-- WRITTEN TASK --
Can you update every entry below so that "marker" becomes "point", keep everything else unchanged, and leave the pictures out?

-- DATA FOR THIS EXERCISE --

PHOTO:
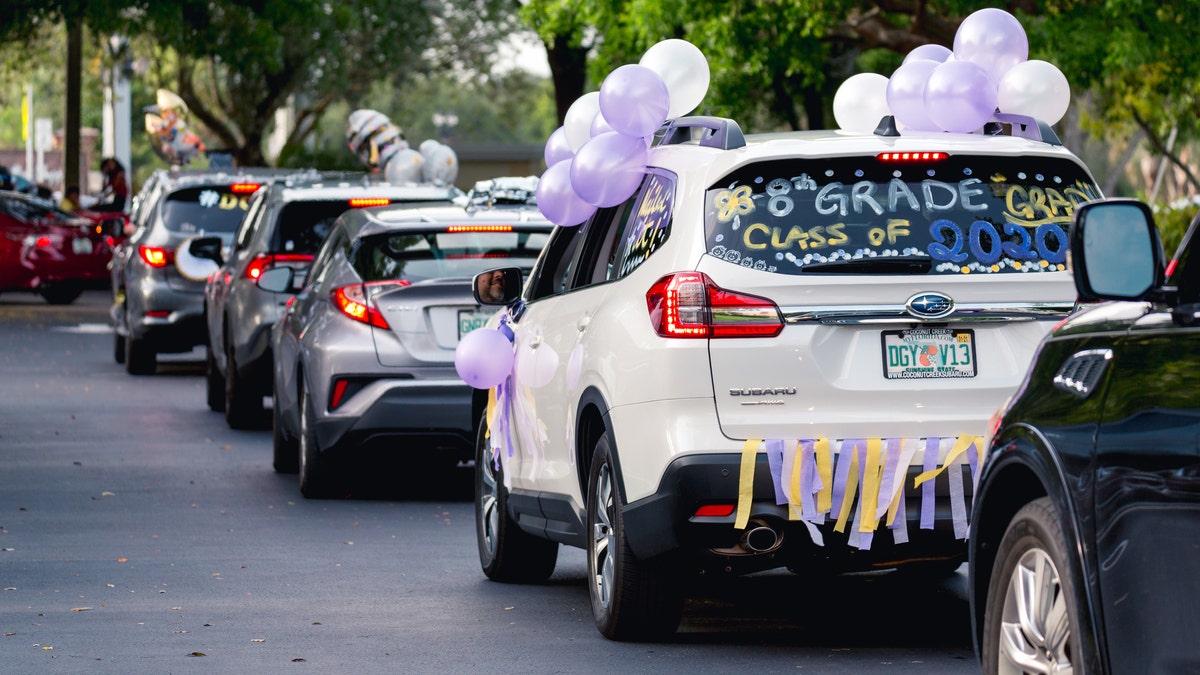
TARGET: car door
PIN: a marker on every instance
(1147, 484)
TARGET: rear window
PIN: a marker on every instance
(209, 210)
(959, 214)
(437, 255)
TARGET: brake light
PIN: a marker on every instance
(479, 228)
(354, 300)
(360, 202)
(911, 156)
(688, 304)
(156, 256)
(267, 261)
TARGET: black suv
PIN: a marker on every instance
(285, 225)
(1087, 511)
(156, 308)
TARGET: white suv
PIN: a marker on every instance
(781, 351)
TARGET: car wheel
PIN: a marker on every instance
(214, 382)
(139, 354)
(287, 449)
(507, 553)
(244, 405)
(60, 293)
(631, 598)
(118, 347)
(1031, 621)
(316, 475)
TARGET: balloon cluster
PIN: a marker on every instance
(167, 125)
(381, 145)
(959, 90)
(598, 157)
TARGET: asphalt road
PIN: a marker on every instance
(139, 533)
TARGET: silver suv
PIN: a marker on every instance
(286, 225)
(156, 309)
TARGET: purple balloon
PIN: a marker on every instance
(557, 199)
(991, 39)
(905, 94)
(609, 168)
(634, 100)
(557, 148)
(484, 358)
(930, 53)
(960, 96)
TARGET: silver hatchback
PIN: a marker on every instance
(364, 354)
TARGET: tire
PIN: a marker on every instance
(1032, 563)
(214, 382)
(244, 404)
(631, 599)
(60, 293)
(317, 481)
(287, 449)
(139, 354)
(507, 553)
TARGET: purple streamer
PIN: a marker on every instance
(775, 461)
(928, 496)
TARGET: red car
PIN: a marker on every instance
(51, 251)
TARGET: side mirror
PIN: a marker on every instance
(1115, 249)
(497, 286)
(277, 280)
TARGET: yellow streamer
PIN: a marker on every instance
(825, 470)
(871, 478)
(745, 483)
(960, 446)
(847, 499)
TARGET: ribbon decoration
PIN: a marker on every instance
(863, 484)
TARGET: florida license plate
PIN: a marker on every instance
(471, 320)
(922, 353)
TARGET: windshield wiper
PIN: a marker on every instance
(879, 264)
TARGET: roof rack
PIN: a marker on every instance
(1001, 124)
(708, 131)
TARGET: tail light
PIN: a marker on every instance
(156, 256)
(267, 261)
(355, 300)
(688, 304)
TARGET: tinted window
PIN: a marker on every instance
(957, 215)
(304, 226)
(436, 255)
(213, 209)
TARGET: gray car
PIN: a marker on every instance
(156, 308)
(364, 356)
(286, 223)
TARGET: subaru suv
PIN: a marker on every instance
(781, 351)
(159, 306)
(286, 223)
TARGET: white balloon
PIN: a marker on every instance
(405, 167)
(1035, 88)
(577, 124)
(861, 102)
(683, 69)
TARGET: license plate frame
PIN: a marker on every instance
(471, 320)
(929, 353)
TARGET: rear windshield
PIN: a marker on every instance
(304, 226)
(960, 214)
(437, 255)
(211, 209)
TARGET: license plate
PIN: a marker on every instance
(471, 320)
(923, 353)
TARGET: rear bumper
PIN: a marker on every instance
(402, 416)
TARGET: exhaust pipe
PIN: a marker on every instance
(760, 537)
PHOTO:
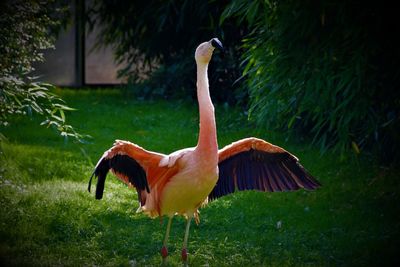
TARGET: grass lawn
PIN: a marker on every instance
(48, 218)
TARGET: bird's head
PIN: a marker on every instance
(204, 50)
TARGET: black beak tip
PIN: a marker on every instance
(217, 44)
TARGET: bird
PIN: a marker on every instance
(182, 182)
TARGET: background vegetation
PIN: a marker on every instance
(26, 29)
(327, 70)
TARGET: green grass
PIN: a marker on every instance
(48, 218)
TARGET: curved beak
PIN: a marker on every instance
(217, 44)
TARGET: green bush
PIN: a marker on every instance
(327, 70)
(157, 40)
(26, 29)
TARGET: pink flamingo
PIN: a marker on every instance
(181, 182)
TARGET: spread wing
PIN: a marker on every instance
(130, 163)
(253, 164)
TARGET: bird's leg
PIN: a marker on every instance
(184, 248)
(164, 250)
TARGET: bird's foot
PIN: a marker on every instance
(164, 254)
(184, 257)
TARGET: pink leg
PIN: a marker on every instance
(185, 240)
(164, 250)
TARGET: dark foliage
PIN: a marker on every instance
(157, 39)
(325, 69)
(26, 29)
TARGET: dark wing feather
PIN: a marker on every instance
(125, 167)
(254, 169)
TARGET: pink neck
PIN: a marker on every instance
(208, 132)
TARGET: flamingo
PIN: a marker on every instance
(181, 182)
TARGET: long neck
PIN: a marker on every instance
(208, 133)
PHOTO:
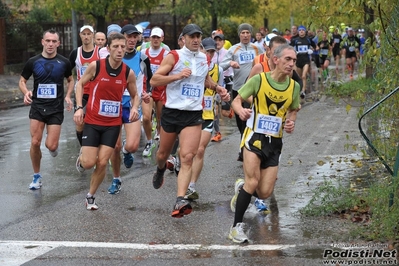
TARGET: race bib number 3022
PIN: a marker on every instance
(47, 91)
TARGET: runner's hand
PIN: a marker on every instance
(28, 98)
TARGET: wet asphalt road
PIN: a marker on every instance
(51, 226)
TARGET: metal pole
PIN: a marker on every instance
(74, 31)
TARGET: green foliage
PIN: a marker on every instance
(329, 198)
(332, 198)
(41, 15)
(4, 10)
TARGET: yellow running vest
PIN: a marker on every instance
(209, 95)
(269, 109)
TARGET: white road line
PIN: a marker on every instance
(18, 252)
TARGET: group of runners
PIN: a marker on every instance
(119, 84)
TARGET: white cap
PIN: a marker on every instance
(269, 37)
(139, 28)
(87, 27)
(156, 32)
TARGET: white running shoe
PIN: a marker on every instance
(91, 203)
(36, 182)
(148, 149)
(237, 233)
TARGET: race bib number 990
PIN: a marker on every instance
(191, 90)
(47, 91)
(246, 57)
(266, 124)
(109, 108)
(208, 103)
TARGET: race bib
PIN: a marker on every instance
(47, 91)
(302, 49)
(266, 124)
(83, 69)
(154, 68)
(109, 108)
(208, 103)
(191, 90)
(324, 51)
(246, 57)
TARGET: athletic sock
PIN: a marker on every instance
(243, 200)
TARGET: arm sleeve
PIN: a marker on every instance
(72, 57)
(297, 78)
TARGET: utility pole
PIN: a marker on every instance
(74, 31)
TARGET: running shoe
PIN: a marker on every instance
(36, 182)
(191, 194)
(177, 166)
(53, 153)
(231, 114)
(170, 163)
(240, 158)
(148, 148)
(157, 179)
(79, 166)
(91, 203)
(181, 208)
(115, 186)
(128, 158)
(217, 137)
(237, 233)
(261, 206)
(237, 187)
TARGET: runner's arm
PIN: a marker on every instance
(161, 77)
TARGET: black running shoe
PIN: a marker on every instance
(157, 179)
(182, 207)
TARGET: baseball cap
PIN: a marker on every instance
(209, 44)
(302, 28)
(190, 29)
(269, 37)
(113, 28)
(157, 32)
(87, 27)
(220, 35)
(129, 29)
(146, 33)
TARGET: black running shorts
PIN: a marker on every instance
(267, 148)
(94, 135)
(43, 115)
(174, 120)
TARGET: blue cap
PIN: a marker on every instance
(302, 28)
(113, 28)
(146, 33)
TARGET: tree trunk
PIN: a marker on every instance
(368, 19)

-- CORRECT ANSWER --
PHOTO:
TARGET: car door
PIN: a point on every instance
(1147, 484)
TARGET: rear window
PIN: a point on every instance
(209, 210)
(959, 214)
(437, 255)
TARGET: brake light
PIN: a point on every instance
(479, 228)
(354, 300)
(360, 202)
(911, 156)
(688, 304)
(156, 256)
(267, 261)
TARGET: black suv
PIN: a point on every instance
(285, 225)
(1087, 511)
(156, 308)
TARGET: white suv
PIN: a point on every instance
(781, 351)
TARGET: car wheel
PIN: a point on every instance
(214, 382)
(139, 354)
(287, 449)
(507, 553)
(244, 405)
(60, 293)
(631, 598)
(118, 347)
(1031, 621)
(316, 475)
TARGET: balloon cluster
PIN: a point on every instance
(167, 125)
(381, 145)
(959, 90)
(598, 157)
TARGET: asphalt road
PIN: a point on every instance
(139, 533)
TARGET: silver suv
PIN: a point on every instance
(286, 225)
(156, 309)
TARGET: purple balloon
PIN: a point on every instance
(557, 199)
(991, 39)
(905, 94)
(609, 168)
(634, 100)
(557, 148)
(484, 358)
(930, 53)
(960, 96)
TARGET: silver hatchback
PIN: a point on every instance
(364, 354)
TARGET: tire
PIN: a point on every instance
(1032, 563)
(214, 382)
(244, 404)
(631, 599)
(60, 293)
(317, 481)
(287, 449)
(139, 354)
(507, 553)
TARGET: purple streamer
PIN: a point on every instance
(775, 461)
(928, 496)
TARGET: red car
PIN: a point on every instance
(51, 251)
TARGET: side mirror
PIN: a point on every instance
(1115, 249)
(497, 286)
(277, 280)
TARGET: yellow streamer
PIN: a point on every instance
(825, 470)
(871, 478)
(745, 483)
(960, 446)
(847, 499)
TARGET: ribbon decoration
PIN: a point on every instance
(863, 484)
TARGET: florida license plate
PIN: a point on every instance
(471, 320)
(922, 353)
TARGET: windshield wiper
PIN: a point on every instance
(879, 264)
TARGET: roof rack
PIN: a point on every instance
(1001, 124)
(708, 131)
TARGET: tail light
PIN: a point on every instance
(156, 256)
(267, 261)
(355, 300)
(688, 304)
TARGET: tinted window
PIN: a point on every instance
(957, 215)
(304, 226)
(436, 255)
(213, 209)
TARGET: gray car
PIN: a point on every instance
(156, 308)
(364, 356)
(286, 223)
TARGET: subaru suv
PIN: a point on every instance
(781, 351)
(159, 306)
(286, 223)
TARGET: white balloon
PIN: a point on every instance
(405, 167)
(1035, 88)
(577, 124)
(861, 102)
(683, 69)
TARGET: license plate frame
PIN: a point on every instance
(471, 320)
(929, 353)
TARGET: rear windshield
PIN: a point on every instance
(304, 226)
(960, 214)
(437, 255)
(211, 209)
TARGET: license plate
PIN: a point on every instance
(471, 320)
(923, 353)
TARGET: rear bumper
PIN: a point on every instance
(402, 416)
TARGET: exhaust pipe
PIN: a point on every instance
(760, 537)
PHOTO:
TARGET: grass lawn
PIN: a point on every instance
(48, 218)
TARGET: bird's head
PIN: a point on every instance
(204, 50)
TARGET: black beak tip
PIN: a point on every instance
(217, 44)
TARGET: bird
PIN: a point on every instance
(182, 182)
TARGET: background vegetation
PIN: a point on every instance
(26, 29)
(327, 70)
TARGET: green grass
PIN: a point on every instance
(48, 218)
TARGET: curved beak
PIN: a point on every instance
(217, 44)
TARGET: green bush
PIN: a point on every instance
(327, 70)
(157, 40)
(26, 29)
TARGET: pink flamingo
PIN: a point on every instance
(181, 182)
TARGET: spread wing
PIN: a point on every instance
(130, 163)
(253, 164)
TARGET: bird's leg
PIN: a point on every instance
(184, 248)
(164, 250)
TARGET: bird's foot
PIN: a point on every instance
(164, 254)
(184, 257)
TARGET: pink leg
PIN: a point on every instance
(185, 240)
(164, 250)
TARGET: dark foliage
PIN: a point on every instance
(157, 39)
(325, 69)
(26, 29)
TARGET: dark wing feather
PIN: a point on every instance
(125, 167)
(254, 169)
TARGET: pink neck
PIN: a point on every instance
(208, 132)
TARGET: flamingo
PIN: a point on every instance
(181, 182)
TARGET: long neck
PIN: a point on every instance
(208, 133)
PHOTO:
TARGET: race bib number 3022
PIN: a point on every instance
(47, 91)
TARGET: runner's hand
PIN: a point on every instance
(28, 98)
TARGET: wet asphalt road
PIN: a point on every instance
(51, 226)
TARGET: metal pole
PIN: a point on every instance
(74, 31)
TARGET: green foliage
PIN: a point on every instance
(329, 198)
(332, 198)
(41, 15)
(4, 10)
TARGET: yellow running vest
PIN: a point on every instance
(209, 95)
(269, 109)
TARGET: white road line
PIN: a point on every instance
(18, 252)
TARGET: group of runners
PIN: a point on every instance
(119, 84)
TARGET: white cap
PIN: a point on every instance
(269, 37)
(139, 28)
(87, 27)
(156, 32)
TARGET: white running shoe
PIN: a point on every instance
(91, 203)
(36, 182)
(148, 149)
(237, 233)
TARGET: race bib number 990
PIN: a point on every instance
(191, 90)
(47, 91)
(246, 57)
(266, 124)
(109, 108)
(208, 103)
TARGET: race bib
PIN: a point on every instance
(47, 91)
(302, 49)
(266, 124)
(83, 69)
(154, 68)
(109, 108)
(208, 103)
(191, 90)
(324, 51)
(246, 57)
TARGET: athletic sock
PIN: a point on every instance
(243, 200)
TARGET: arm sleeve
PIN: a point on every instance
(72, 57)
(297, 78)
TARGET: utility pole
PIN: a point on every instance
(74, 31)
TARGET: running shoe
PIN: a point on every instance
(36, 182)
(191, 194)
(177, 166)
(53, 153)
(231, 114)
(170, 163)
(240, 158)
(148, 148)
(157, 179)
(79, 166)
(91, 203)
(181, 208)
(115, 186)
(128, 158)
(217, 137)
(237, 233)
(261, 206)
(237, 187)
TARGET: runner's arm
PIN: a point on every instance
(161, 77)
TARGET: black running shoe
PIN: a point on every instance
(157, 179)
(182, 207)
TARGET: baseball cap
PIN: a point on every instance
(209, 44)
(302, 28)
(190, 29)
(269, 37)
(113, 28)
(157, 32)
(87, 27)
(220, 35)
(129, 29)
(146, 33)
TARGET: black running shorts
PIN: a point on every instance
(267, 148)
(94, 135)
(43, 115)
(174, 120)
TARGET: blue cap
PIN: a point on every instance
(302, 28)
(113, 28)
(146, 33)
TARGET: tree trunk
PIN: a point on every instance
(368, 19)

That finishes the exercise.